This study collected user message data from the most recent 6 months (March to August 2023). The 6-month window captures a representative snapshot of contemporary user concerns while mitigating the impact of seasonal variations in mental health (e.g. seasonal affective disorder, year-end stress, or academic examination periods). It balances the need for timely data with sufficient volume and stability for robust analysis, reducing confounding from single external events. Ultimately, a total of 26,472 raw text entries were obtained from the aforementioned platforms, providing strong support for in-depth analysis of user needs and emotional tendencies.
Text mining
Latent Dirichlet Allocation topic modeling
To identify latent themes from the collected user comments, we employed LDA, an unsupervised generative probabilistic model that represents documents as mixtures of topics and topics as distributions of words.10,11 The modeling process was implemented using the Gensim library (version 4.3.0) in Python. Text preprocessing included Chinese word segmentation using the Jieba tokenizer (version 0.42.1) with platform-specific dictionaries to enhance accuracy, and stop-word removal using the Dalian University of Technology stop-word list supplemented with custom internet slang filters. To determine the optimal number of topics (K), models with K ranging from 2 to 15 were iteratively evaluated based on perplexity and coherence scores (using the ‘c_v’ coherence metric). The value K = 6 was selected as it achieved the lowest perplexity (Figure 1) and the highest coherence (score = 0.79; Figure 2), indicating an optimal balance between model fit and topic interpretability for our corpus. This quantitative approach was supplemented by a structured qualitative validation process to assign meaningful labels to the LDA-derived topics. The process involved three experts in psychological services, each with over 5 years of research experience in the field. They first independently reviewed the top keywords and a set of representative (paraphrased) comments for each topic. Following the independent review, the experts engaged in a structured online discussion to present their initial thematic labels and justifications. The discussion continued until a full consensus was reached on the final label for each topic, ensuring that the identified topics were not only data-driven but also clinically meaningful and consistently interpreted.

Evaluation of perplexity across different topic numbers.

Evaluation of topic coherence across different topic numbers.
ROST content mining system (Version 6)
The ROST Content Mining System (Version 6) is an integrated text analysis platform that utilizes big data technologies and incorporates advanced natural language processing and machine learning methods. 12 It offers multiple core functions including Chinese word segmentation, word frequency analysis, social network, and semantic network analysis, as well as sentiment analysis. In this study, ROST CM6 was applied to derive meaningful insights from the extensive user-generated comments on mental health service platforms. The system's sentiment analysis module calculates sentiment polarity and intensity based on established linguistic resources and machine learning techniques. 13 Semantic network analysis was used to construct a network graph by extracting high-frequency words and their co-occurrence relationships, thereby revealing the conceptual structure and connections within the user discourse.
By integrating LDA topic modeling with ROST CM6's sentiment and semantic network analyses, our research was able to not only identify latent themes in user comments but also examine the emotional tendencies and conceptual relationships associated with each topic. This combined approach enabled a comprehensive understanding of user needs at both macro-level thematic and micro-level emotional dimensions.

» Entries provided:
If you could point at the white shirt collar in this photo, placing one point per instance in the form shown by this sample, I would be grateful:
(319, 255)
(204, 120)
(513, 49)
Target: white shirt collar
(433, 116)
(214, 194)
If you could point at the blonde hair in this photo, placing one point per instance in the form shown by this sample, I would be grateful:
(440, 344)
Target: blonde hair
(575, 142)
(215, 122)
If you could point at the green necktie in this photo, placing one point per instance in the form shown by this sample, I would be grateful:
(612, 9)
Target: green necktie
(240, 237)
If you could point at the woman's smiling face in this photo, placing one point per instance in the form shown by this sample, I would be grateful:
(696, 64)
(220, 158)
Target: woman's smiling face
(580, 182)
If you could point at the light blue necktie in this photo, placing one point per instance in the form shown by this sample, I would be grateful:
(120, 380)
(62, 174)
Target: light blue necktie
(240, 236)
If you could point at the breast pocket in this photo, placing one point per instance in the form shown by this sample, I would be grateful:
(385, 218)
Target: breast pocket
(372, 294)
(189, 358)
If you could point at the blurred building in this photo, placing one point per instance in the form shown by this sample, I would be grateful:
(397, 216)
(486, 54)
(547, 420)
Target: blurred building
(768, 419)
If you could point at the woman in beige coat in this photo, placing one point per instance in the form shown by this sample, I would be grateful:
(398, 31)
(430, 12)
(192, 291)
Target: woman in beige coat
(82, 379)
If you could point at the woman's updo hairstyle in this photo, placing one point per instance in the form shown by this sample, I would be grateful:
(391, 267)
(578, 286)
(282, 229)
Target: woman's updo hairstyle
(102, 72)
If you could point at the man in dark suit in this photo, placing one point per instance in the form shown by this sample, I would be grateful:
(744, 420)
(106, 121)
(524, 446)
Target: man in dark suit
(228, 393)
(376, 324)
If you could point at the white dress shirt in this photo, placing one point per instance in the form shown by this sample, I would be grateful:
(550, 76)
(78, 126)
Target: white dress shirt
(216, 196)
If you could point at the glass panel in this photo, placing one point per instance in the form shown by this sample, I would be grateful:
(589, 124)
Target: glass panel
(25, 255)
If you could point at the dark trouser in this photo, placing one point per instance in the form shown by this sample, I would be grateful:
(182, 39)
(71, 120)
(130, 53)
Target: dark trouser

» What you need to do:
Answer these questions using the methods text above.
(a) How many raw text entries were obtained in total?
(b) What coherence score did the model with K = 6 reach?
(c) Which tokenizer, and which version of it, was used for Chinese word segmentation?

» Result of this task:
(a) 26,472
(b) 0.79
(c) The Jieba tokenizer, version 0.42.1